*TEXT SHOWN*
┄┄┄┄┄┄

Cole and Ohanian replied as Stephen Williamson’s blog as follows:

Paul Krugman claims our economic history is in “incredibly bad faith” by showing that industrial output is positively correlated with the wholesale price index. The main point of our op-ed, as well as our earlier work, is that most of the increase in per-capita output that occurred after 1933 was due to higher productivity – not higher labor input. The figure shows total hours worked per adult for the 1930s. There is little recovery in labor, as hours are about 27 percent down in 1933 relative to 1929, and remain about 21 percent down in 1939. But increasing aggregate demand is supposed to increase output by increasing labor, not by increasing productivity, which is typically considered to be outside the scope of short-run spending/monetary policies.

The facts that labor doesn’t recover very much, and that wages in some sectors of the economy are well above trend, is why we have analyzed the impact of New Deal cartelization policies. And the slow recovery from the Depression has been known for decades, including work by Armen Alchian, Milton Friedman and Anna Schwartz, and Robert Lucas, all of whom point to New Deal policies that depressed competition in labor and product markets.

┄┄┄┄┄┄

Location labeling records
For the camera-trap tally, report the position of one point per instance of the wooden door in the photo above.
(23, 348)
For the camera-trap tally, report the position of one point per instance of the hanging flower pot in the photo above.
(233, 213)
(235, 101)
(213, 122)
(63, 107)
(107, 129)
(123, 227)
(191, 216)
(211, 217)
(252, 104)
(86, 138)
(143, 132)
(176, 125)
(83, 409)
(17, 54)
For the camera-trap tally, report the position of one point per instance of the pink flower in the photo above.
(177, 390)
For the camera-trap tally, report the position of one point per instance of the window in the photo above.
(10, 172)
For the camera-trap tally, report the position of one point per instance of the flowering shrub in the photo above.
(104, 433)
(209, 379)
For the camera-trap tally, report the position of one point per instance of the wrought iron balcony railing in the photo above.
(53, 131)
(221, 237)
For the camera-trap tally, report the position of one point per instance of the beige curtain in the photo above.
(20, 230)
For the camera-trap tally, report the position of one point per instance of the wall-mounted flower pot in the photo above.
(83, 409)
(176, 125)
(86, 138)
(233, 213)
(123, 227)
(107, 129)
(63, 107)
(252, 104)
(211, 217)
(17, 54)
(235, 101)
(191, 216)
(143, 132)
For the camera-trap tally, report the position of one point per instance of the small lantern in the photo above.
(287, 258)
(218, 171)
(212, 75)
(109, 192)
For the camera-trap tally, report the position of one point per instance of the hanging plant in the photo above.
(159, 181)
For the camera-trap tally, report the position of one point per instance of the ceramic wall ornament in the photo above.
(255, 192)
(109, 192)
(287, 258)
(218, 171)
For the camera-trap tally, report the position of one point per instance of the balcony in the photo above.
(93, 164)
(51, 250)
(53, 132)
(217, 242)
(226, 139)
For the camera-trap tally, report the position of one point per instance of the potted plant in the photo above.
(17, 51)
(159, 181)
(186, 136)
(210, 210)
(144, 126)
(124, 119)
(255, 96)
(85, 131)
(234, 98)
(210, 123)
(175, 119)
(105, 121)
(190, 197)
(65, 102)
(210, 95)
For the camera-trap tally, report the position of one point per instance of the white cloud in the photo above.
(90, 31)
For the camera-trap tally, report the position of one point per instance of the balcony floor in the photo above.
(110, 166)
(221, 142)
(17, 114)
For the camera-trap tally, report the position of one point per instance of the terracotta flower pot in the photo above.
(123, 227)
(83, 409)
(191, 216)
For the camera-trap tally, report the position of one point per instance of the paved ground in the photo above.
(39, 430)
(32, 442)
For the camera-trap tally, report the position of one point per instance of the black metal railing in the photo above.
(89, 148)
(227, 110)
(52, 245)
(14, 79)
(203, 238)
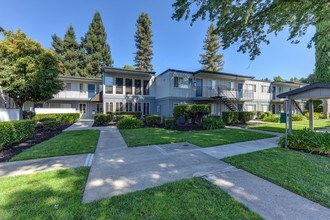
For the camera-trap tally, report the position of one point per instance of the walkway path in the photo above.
(44, 164)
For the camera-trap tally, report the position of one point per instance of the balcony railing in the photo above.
(223, 91)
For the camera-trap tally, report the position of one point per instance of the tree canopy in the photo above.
(28, 72)
(211, 59)
(143, 43)
(249, 22)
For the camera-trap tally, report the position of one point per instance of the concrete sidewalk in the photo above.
(44, 164)
(265, 198)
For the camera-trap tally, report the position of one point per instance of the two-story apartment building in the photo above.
(124, 90)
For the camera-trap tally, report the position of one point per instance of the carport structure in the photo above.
(315, 91)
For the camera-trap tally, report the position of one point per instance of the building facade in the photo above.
(123, 90)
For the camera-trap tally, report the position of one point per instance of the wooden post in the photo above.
(290, 114)
(311, 115)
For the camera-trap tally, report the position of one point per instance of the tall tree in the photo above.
(70, 53)
(248, 22)
(212, 60)
(96, 47)
(143, 43)
(28, 72)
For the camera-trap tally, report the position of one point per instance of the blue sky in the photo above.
(176, 44)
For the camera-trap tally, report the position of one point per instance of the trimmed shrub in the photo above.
(308, 140)
(298, 117)
(28, 114)
(210, 123)
(245, 116)
(64, 118)
(129, 123)
(51, 125)
(272, 118)
(102, 119)
(265, 114)
(170, 123)
(153, 120)
(12, 132)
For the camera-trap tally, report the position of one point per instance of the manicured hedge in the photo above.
(65, 118)
(102, 119)
(12, 132)
(153, 120)
(51, 125)
(129, 123)
(170, 123)
(308, 140)
(210, 123)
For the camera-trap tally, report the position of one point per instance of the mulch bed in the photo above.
(39, 136)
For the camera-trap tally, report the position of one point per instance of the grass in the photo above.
(58, 194)
(67, 143)
(297, 125)
(305, 174)
(207, 138)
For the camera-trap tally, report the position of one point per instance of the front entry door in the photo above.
(83, 110)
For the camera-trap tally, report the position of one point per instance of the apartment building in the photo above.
(124, 90)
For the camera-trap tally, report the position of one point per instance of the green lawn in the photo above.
(58, 194)
(305, 174)
(297, 125)
(207, 138)
(66, 143)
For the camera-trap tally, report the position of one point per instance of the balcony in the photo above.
(223, 91)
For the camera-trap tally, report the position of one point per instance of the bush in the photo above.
(308, 140)
(51, 125)
(129, 123)
(212, 123)
(64, 118)
(12, 132)
(245, 116)
(272, 118)
(170, 123)
(102, 119)
(153, 120)
(298, 117)
(265, 114)
(28, 114)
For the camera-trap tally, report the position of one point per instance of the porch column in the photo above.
(290, 114)
(311, 115)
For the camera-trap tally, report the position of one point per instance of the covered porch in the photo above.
(315, 91)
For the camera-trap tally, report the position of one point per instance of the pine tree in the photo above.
(97, 51)
(211, 60)
(143, 43)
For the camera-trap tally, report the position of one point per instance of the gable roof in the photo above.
(304, 89)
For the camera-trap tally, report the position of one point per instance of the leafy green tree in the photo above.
(143, 43)
(128, 67)
(28, 72)
(97, 50)
(278, 79)
(212, 60)
(249, 22)
(70, 53)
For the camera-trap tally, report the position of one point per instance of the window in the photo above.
(129, 85)
(109, 85)
(67, 87)
(129, 107)
(146, 108)
(138, 107)
(145, 87)
(137, 87)
(182, 82)
(280, 89)
(265, 89)
(119, 85)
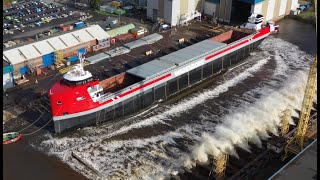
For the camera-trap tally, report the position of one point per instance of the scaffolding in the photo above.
(296, 144)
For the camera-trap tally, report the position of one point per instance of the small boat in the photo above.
(11, 137)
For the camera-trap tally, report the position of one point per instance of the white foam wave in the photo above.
(252, 122)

┄┄┄┄┄┄

*OBJECTIVE 1*
Quote the passage on the Depression recovery from "Paul Krugman claims" up to and including "short-run spending/monetary policies.".
*OBJECTIVE 2*
Extend the passage on the Depression recovery by writing what comes after its final sentence.

*EXERCISE ANSWER 1*
Paul Krugman claims our economic history is in “incredibly bad faith” by showing that industrial output is positively correlated with the wholesale price index. The main point of our op-ed, as well as our earlier work, is that most of the increase in per-capita output that occurred after 1933 was due to higher productivity – not higher labor input. The figure shows total hours worked per adult for the 1930s. There is little recovery in labor, as hours are about 27 percent down in 1933 relative to 1929, and remain about 21 percent down in 1939. But increasing aggregate demand is supposed to increase output by increasing labor, not by increasing productivity, which is typically considered to be outside the scope of short-run spending/monetary policies.

*EXERCISE ANSWER 2*
In terms of the relationship between changes in prices and changes in industrial production, our piece examined the 1932-34 period because that was a period cited by Bernanke for strong growth related to eliminating deflation. And the growth that occurred in industrial production during that period occurred while the CPI was falling (1932-1933). Between 1933-34, the CPI rose, but industrial production didn’t.

In any case, growth during the New Deal was due primarily to productivity – not labor.

Historinhas

Several “Market Monetarists” have had a go at Cole & Ohanian (C&O). David Glasner did it in elegant and convincing fashion. Scott Sumner was glad Glasner “demolished” it, Bill Woolsey was “circumspect” and Krugman (a “closet MM”), temporarily forgetting about “peddling” fiscal stimulus, summed it up in strong words:

This goes beyond holding views I disagree with (as does much of what happens in this debate). This is a deliberate attempt to fool readers, demonstrating that there is no good faith here.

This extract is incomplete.